- [Exercise directions] Retype the following material line for line, keeping every character, space, and line break unchanged.

---------- Supplied information

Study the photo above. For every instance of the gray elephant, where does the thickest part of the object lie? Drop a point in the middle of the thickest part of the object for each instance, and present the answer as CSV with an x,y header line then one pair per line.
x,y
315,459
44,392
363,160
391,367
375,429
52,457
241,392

--------------------

- [Output for this exercise]
Study the photo above. For every instance of the gray elephant, where does the thickest part of the object lie? Drop a point in the middle of the thickest part of the object for each instance, and present the answer as CSV with an x,y header line then one pair per line.
x,y
315,459
44,392
363,160
391,367
375,429
52,457
241,392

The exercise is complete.